Work instructions:
Your task is to restate the data word for word.

Data section:
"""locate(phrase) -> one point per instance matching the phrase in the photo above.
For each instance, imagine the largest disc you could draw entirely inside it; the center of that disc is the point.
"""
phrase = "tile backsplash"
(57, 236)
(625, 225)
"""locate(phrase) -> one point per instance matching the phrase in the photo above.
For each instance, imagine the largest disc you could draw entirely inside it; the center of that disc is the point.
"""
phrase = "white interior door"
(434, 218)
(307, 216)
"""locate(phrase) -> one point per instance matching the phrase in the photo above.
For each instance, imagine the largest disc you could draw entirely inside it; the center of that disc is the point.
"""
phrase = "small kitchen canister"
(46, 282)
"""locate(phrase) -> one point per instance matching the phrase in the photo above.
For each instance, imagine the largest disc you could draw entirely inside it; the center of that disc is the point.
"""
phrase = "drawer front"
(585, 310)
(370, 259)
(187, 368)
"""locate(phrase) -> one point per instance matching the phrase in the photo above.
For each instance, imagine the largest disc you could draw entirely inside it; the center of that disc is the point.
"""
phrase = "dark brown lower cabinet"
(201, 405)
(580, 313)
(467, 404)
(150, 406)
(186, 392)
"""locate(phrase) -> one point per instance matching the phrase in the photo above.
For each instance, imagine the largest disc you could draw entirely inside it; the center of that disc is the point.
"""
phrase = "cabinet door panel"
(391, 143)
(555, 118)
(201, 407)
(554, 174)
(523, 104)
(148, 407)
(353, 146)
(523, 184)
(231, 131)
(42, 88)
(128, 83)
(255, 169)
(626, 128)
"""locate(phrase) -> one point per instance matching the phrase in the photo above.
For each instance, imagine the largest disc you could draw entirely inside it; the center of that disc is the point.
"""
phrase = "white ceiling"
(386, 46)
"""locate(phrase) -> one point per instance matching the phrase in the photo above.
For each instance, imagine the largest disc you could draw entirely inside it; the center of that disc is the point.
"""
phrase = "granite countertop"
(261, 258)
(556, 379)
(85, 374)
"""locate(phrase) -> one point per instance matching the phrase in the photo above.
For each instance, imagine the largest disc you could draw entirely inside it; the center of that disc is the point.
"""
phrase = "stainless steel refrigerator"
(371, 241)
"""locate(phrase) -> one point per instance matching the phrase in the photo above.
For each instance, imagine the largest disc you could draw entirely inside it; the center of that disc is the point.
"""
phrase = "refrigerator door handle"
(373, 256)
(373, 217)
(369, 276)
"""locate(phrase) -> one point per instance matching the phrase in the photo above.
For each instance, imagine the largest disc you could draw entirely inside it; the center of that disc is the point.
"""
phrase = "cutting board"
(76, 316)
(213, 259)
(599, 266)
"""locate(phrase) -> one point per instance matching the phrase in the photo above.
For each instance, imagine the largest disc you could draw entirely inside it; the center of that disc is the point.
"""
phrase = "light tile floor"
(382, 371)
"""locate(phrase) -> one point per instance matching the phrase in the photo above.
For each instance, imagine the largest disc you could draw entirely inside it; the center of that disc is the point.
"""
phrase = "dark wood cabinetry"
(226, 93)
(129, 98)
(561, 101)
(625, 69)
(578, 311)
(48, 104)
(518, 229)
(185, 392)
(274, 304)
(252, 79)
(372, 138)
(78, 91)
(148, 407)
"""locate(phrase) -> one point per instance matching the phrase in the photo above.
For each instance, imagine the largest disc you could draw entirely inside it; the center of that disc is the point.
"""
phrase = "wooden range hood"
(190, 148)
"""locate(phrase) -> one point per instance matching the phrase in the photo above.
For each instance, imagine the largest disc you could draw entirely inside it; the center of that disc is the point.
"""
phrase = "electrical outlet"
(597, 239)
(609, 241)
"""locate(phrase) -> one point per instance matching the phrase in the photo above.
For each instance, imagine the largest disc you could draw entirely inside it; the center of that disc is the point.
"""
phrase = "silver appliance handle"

Answer to this task:
"""locate(phrase) -> one point per instance matching the phrase in the photo above.
For each instance, imagine the largest disc you could draw entirely inside it; the center of that disc is the point.
"""
phrase = "tile backsplash"
(57, 236)
(625, 225)
"""locate(phrase) -> one point per instance matching the phrase in the photo above.
For each instance, imagine the largest disc you could draw entirely inside it; the center of that disc is the point.
"""
phrase = "white interior door"
(434, 218)
(307, 216)
"""locate(phrase) -> one point per instance matching the phrase in the photo above.
For each instance, imagine the largest disc you could draw entirely inside it; the center of that disc is the point.
"""
phrase = "small kitchen canister"
(46, 282)
"""locate(phrase) -> one point per instance matching the phrase in the photo above.
For each instance, imagine the largest disc you could draw entirely inside it; the center of that disc is the point.
"""
phrase = "drawer front"
(585, 310)
(370, 259)
(187, 368)
"""locate(phrase) -> one point per instance matching the phrase in the photo above.
For each instance, imagine the largest disc you could draw entirely inside it; the center of that disc is the point.
"""
phrase = "dark brown lower cabinet"
(201, 405)
(580, 313)
(467, 404)
(150, 406)
(186, 392)
"""locate(phrase) -> one point per instance matching the phrase in the photo above.
For each instance, imagine the largest disc you could draw entirely inside it; the center of that disc is the point.
"""
phrase = "cabinet door panel"
(391, 143)
(555, 118)
(201, 407)
(554, 174)
(523, 104)
(148, 407)
(353, 146)
(523, 184)
(231, 131)
(42, 88)
(128, 83)
(255, 169)
(626, 128)
"""locate(phrase) -> one point per instance matching the phrase in the photo above.
For each instance, imagine the largest disc you could draw entirely inside it; the center of that disc is the point.
"""
phrase = "white ceiling"
(386, 46)
"""locate(phrase) -> one point per instance matching the phrase in the photo above.
For each instance, imagine the largest disc you could draw entirely inside it; the center of that disc is the point.
"""
phrase = "granite countertop"
(261, 258)
(556, 379)
(85, 374)
"""locate(phrase) -> one point per instance matching the phrase in the photo above.
For each instance, imagine the largest disc you could draw entirely inside it; the center of that disc is the point.
"""
phrase = "stainless steel refrigerator"
(371, 241)
"""locate(phrase) -> one point per instance matching the phrase in the photo above.
For each instance, imagine the largest disc you could draw entirely inside it; the center of that disc is the point.
"""
phrase = "refrigerator door handle"
(373, 256)
(373, 217)
(369, 276)
"""locate(phrase) -> one point per instance matching the phrase in the photo above.
For each instance, imagine the largest disc you could draw entirely inside it; the center of that disc is the point.
"""
phrase = "cutting board"
(76, 316)
(213, 259)
(599, 266)
"""locate(phrase) -> one point per instance matching the phrase in the photo above.
For each instance, imagine the largest disc you could draw entirely inside it; the center of that disc is the point.
"""
phrase = "light tile floor"
(382, 371)
"""locate(phrase) -> one point per instance matching the phrase in the photo above.
For each instance, imagine the largest disc you could draw entirely inside it; the center of that disc is the point.
"""
phrase = "dark wood cabinetry"
(226, 93)
(129, 98)
(561, 101)
(625, 69)
(578, 311)
(48, 104)
(518, 229)
(185, 392)
(274, 304)
(252, 79)
(372, 138)
(78, 91)
(148, 407)
"""locate(phrase) -> one point per instance matching the phrase in the photo above.
For each instance, imagine the largest disc you could draw entirely inside it; the center of that disc is the point.
"""
phrase = "wooden range hood"
(190, 148)
"""locate(phrase) -> one point per instance matching the phrase in the photo above.
For each instance, imagine the largest disc you could draw entirely inside it; the center of that disc is the point.
"""
phrase = "electrical outlet"
(597, 239)
(609, 241)
"""locate(phrase) -> one point per instance matching the phrase in the photo above.
For each instance, imagine the largest disc you could draw entirely inside it; the center of that disc is the point.
"""
phrase = "silver appliance handle"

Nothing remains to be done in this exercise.